[GIVEN DATA — start]

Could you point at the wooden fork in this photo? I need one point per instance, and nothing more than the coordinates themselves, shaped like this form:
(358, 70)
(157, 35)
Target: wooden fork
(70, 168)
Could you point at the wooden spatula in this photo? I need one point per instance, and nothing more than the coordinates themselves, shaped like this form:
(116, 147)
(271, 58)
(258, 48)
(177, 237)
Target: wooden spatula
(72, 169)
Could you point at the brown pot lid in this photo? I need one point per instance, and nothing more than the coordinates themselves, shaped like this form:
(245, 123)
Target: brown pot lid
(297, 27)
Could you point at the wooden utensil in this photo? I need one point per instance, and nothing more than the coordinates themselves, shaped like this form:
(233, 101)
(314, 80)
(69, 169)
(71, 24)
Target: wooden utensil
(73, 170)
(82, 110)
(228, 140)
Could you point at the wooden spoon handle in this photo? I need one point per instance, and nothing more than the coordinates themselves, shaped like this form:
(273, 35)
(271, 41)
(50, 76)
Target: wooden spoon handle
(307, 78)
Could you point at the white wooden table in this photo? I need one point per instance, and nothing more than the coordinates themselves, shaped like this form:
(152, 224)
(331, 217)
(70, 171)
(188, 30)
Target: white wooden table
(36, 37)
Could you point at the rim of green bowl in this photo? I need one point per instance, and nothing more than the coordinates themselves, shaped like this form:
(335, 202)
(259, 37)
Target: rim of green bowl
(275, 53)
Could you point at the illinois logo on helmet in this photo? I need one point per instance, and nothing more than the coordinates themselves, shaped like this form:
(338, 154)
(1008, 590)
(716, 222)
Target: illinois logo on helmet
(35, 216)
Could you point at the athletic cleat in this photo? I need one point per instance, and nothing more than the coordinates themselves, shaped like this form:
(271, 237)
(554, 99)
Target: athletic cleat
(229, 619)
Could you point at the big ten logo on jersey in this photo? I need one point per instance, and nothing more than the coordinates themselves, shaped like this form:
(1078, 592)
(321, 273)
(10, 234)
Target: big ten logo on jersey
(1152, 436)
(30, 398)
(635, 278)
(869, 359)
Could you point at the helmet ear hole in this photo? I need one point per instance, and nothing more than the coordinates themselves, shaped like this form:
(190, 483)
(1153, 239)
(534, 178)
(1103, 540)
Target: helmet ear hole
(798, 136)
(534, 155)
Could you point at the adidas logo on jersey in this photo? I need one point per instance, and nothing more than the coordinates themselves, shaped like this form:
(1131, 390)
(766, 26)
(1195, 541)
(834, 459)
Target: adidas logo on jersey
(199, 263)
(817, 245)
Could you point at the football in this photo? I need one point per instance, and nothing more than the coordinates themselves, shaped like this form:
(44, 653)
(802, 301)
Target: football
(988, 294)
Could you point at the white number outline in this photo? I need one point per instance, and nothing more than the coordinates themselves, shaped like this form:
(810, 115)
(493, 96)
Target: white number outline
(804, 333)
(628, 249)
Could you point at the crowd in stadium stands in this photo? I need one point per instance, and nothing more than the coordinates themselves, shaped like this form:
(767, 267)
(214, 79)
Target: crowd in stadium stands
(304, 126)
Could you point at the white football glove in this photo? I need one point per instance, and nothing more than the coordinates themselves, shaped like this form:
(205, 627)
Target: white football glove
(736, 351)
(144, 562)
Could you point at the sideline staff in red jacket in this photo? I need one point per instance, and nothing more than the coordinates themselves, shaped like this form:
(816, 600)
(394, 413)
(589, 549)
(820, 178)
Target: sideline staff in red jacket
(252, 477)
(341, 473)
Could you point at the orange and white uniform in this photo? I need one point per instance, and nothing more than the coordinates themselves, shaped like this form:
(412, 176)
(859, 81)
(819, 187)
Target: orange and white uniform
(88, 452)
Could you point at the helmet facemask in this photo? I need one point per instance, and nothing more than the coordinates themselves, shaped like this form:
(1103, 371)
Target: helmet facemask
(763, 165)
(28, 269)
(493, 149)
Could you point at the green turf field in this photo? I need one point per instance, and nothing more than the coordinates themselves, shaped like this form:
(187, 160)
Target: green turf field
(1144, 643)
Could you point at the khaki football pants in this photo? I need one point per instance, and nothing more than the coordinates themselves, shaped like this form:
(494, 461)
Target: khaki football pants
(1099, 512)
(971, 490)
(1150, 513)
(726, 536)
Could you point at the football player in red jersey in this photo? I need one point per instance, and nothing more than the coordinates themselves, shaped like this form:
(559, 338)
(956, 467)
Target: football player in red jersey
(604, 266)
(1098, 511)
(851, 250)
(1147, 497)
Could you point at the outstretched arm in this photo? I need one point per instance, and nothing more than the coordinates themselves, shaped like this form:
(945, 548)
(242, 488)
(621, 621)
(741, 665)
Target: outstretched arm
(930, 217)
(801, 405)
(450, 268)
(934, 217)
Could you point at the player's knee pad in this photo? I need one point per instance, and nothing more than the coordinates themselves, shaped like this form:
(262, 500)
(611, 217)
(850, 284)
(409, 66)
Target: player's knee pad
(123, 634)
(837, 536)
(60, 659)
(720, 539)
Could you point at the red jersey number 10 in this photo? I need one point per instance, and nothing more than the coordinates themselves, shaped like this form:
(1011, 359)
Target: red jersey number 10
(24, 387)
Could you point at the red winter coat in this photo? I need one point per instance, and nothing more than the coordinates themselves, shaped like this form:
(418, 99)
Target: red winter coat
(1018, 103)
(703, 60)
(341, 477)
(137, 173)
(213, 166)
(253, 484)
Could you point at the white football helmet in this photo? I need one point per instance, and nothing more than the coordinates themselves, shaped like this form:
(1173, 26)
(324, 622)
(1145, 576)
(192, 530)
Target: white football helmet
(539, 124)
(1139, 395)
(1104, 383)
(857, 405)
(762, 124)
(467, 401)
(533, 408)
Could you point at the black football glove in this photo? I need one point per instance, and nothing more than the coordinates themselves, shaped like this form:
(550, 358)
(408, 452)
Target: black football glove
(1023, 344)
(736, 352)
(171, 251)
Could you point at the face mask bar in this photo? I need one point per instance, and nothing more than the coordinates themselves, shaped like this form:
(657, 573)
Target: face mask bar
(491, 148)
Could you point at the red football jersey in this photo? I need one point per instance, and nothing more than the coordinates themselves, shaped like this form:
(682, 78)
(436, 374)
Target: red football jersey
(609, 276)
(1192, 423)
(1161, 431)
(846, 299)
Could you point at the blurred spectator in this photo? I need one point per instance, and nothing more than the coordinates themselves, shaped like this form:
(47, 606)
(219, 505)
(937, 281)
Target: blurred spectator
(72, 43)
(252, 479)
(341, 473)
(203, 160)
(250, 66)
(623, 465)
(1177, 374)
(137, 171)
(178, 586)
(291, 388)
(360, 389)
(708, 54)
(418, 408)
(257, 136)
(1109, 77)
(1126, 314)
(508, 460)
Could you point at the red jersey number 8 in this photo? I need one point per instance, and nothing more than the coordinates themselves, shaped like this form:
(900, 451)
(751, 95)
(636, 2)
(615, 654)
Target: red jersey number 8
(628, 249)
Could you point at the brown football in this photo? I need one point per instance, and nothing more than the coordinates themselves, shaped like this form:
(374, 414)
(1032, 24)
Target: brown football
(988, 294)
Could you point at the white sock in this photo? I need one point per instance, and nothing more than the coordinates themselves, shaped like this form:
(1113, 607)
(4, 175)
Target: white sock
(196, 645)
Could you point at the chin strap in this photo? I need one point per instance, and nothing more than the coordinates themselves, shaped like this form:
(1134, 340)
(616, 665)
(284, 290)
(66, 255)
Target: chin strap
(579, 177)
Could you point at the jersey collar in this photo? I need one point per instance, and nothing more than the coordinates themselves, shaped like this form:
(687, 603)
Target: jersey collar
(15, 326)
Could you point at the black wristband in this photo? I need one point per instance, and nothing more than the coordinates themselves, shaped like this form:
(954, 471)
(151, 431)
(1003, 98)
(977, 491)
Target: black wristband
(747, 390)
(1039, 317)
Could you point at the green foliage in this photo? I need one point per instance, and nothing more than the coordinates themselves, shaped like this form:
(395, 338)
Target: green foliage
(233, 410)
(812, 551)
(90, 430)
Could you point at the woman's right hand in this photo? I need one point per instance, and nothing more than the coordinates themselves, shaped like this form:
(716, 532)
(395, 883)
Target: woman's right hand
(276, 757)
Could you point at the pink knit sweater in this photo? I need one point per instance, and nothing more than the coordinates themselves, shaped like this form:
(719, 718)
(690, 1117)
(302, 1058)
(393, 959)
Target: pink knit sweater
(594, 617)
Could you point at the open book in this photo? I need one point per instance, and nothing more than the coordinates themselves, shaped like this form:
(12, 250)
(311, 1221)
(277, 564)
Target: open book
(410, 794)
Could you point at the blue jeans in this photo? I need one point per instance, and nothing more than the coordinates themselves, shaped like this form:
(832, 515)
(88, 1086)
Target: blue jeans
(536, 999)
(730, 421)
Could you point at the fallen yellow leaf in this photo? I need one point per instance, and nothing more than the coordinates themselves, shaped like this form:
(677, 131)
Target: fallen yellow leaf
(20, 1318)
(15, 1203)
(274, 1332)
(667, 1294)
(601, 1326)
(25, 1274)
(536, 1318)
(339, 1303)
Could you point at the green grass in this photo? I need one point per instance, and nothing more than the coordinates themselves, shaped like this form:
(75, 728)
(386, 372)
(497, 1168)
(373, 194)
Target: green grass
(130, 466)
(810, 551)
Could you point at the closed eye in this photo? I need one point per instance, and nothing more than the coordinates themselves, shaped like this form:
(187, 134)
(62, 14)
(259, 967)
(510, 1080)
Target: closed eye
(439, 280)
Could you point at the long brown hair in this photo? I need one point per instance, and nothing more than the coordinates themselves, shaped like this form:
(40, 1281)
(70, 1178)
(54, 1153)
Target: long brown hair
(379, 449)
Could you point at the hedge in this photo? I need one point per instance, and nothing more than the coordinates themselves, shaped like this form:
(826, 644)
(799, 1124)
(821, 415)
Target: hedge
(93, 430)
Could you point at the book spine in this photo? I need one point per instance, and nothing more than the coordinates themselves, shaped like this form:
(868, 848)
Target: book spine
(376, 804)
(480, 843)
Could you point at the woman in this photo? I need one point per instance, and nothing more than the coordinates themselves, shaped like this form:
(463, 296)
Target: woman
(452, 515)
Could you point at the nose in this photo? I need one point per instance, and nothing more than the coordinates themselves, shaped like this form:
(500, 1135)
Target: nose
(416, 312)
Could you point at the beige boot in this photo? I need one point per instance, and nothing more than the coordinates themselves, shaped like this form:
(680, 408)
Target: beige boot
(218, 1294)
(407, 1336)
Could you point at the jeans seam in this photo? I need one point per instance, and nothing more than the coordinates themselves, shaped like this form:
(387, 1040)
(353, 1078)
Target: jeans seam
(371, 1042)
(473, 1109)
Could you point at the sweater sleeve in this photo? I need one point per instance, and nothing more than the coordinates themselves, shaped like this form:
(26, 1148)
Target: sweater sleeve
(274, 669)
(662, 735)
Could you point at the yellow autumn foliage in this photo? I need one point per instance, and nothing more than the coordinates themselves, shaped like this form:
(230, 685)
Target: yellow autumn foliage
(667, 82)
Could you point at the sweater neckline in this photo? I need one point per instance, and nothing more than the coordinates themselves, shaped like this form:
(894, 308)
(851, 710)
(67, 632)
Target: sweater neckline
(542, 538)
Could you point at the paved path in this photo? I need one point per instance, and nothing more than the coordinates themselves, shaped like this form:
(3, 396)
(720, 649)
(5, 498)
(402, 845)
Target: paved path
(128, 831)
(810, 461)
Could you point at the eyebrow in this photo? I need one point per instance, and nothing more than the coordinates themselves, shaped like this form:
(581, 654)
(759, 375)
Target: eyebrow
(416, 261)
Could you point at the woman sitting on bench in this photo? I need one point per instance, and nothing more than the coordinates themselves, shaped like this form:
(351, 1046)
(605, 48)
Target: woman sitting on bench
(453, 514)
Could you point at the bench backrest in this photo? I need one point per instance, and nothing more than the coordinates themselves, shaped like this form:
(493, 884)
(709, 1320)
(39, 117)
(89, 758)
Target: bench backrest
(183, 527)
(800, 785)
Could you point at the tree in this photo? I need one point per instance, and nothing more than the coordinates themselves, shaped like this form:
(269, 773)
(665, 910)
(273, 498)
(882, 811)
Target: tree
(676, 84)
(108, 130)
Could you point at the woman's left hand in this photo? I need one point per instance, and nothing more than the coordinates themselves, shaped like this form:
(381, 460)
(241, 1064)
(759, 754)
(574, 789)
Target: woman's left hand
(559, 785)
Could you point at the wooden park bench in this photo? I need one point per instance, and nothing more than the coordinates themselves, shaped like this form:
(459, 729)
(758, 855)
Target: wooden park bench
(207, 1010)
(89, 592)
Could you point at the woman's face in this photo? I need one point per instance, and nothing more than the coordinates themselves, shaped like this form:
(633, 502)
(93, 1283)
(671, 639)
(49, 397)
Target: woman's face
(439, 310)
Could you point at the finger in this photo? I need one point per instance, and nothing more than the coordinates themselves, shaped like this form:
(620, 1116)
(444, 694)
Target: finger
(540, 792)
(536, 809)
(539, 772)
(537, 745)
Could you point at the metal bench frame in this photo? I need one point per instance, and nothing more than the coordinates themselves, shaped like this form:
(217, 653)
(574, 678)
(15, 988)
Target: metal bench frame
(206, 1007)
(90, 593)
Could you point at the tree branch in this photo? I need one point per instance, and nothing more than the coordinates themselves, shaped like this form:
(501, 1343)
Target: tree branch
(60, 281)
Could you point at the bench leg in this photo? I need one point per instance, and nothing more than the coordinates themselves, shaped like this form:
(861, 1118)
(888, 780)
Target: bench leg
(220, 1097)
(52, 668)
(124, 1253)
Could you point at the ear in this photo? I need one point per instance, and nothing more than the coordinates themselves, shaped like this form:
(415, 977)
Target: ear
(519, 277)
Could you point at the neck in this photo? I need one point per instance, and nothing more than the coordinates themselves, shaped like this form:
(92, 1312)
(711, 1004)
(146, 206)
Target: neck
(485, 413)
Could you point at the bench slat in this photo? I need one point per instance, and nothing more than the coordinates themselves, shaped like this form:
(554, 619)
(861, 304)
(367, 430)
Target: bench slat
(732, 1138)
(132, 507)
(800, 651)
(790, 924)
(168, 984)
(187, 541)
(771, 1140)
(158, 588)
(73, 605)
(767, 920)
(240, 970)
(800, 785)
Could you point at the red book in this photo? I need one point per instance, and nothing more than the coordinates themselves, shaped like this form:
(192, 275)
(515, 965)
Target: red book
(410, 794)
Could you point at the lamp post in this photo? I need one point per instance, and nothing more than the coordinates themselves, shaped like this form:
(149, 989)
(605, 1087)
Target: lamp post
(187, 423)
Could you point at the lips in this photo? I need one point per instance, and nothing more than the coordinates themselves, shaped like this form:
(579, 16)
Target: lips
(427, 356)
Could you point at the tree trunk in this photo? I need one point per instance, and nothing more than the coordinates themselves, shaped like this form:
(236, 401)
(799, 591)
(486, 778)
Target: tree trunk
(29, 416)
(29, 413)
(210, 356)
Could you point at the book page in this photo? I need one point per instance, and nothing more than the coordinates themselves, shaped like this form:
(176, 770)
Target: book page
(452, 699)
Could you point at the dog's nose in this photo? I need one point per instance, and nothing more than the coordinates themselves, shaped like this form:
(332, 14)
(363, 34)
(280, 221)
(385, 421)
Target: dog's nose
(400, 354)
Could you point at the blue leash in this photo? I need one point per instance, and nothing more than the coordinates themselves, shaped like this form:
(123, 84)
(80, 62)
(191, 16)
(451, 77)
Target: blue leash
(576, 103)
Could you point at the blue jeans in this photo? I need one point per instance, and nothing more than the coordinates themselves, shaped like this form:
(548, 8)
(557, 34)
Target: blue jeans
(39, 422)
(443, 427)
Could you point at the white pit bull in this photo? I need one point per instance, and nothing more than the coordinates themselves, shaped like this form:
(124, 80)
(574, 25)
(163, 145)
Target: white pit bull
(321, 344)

[GIVEN DATA — finish]

## REQUIRED WORK
Word for word, set down the lines from the beginning of the records through the line that holds "Could you point at the wooden spatula". Leave out the rest.

## TASK SOLUTION
Could you point at the wooden fork in this photo? I need one point per instance, and nothing more than the coordinates themselves, shaped like this form:
(358, 70)
(157, 35)
Target: wooden fork
(70, 168)
Could you point at the wooden spatula in this photo? I need one point per instance, and nothing more than the coordinates themselves, shaped like this form:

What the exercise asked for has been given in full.